═══ Text shown

In the past three years, I've had some problems with RSI. So I looked around and tried to find out about keyboards, what's good and bad, and tried to improve the situation. I got this free actually, and I love it. There's also Kinesis and Maltron. Recently, there's Ergodox. Those are great. I like symmetric ones. I used Microsoft 4000 or Microsoft Natural before.

Sacha: There's certainly a lot of innovation going on in keyboard design too. It's great to see people coming up with different designs and trying them. I see you are taking advantage of all these differt keys in your keyboard bindings, the new [inaudible] keys.

Xah: It would be great if I could… is there a package where I type something and it shows on the side what keys you type? I know there's one they use in vim golf.

Sacha: I haven't actually looked up one for showing the keystrokes yet. I'm sure someone must have written one.

Xah: In lots of Emacs tutorial videos, they use that. They show the keystrokes.

Sacha: I'm going to look at list-packages. By the way, if anyone listening knows the name of this package, you can use the Q&A to tell us which package that is.

Xah: I installed it for a while, I think it's vim [inaudible]. I know who knows, Phillips, and maybe one of the… you might have interviewed him before. They are all Emacs gods.

Sacha: You mentioned that you had some interesting things to show us. Your config is a very large one, so I guess we don't have to walk through the entire thing. I went through it this afternoon and I was stealing little bits for my own config. What are some particularly interesting ways you've customized Emacs to fit you?

Xah: I know you were going to ask about init files so I have somme things here that I prepared to show you, if we can share screens. Great. I want to show you.. most of the time today [inaudible]. I spend a lot of time writing blogs. This is my Emacs blog.

Sacha: Is this your todo list as well?

Xah: Yeah, kind of. I commented that out. It's for tomorrow, and the next day, about my Emacs blog. So let's select down and uncomment it. In any case, I want to show you these commands.

Say I want to capitalise this <highlights a title> and I call this command <title becomes capitalised>. Notice that "for" is not capitalised, it capitalises for a title: "for" is not capitalised [in titles], "of" and so on. Okay so this one… so I press the key… so that command is xah-remove-html-tag {CHECKIT}. I just removed HTML tags there, and I press another key to make a list out of it and that is "that", lines-to-html-list {CHECKIT}. Stop me or ask me any questions, because otherwise, I'm going to go into a monologue.

Sacha: No, no, I think it's really interesting how you've come up with little functions that transform the text. I've been using M-c to sentence case a string, but I have to go and fix "for" and all these other things. That's great. And obiously the way you've rebound <tab> <backspace> to do something interesting, that's cool too.

══════

* What this exercise asks *
1 – In the transcript, reproduce the part that opens with the words "Sacha: There's certainly" and closes with "in vim golf.", replacing "innovation" with "experimentation" throughout.
2 – Answer these questions from the transcript:
(a) Which keyboards did Xah use before?
(b) What does Xah say he spends a lot of time writing?
(c) Which key combination has Sacha been using to sentence case a string?

═══ Data

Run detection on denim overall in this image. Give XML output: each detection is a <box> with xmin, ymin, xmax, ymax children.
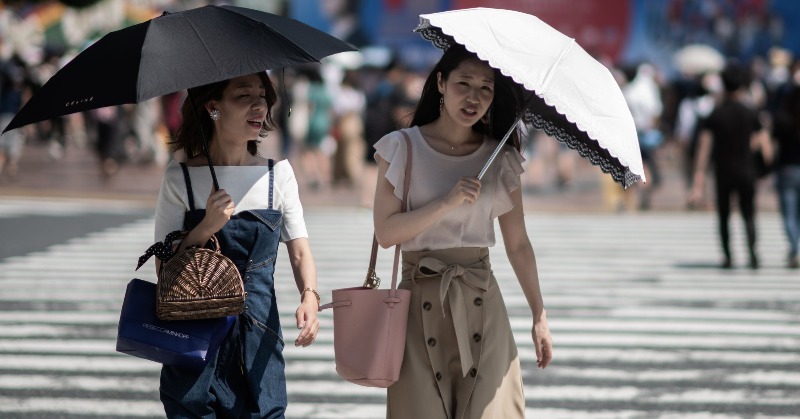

══════

* Results of the exercise *
1 –
Sacha: There's certainly a lot of experimentation going on in keyboard design too. It's great to see people coming up with different designs and trying them. I see you are taking advantage of all these differt keys in your keyboard bindings, the new [inaudible] keys.

Xah: It would be great if I could… is there a package where I type something and it shows on the side what keys you type? I know there's one they use in vim golf.

2 –
(a) Microsoft 4000 or Microsoft Natural.
(b) Blogs.
(c) M-c.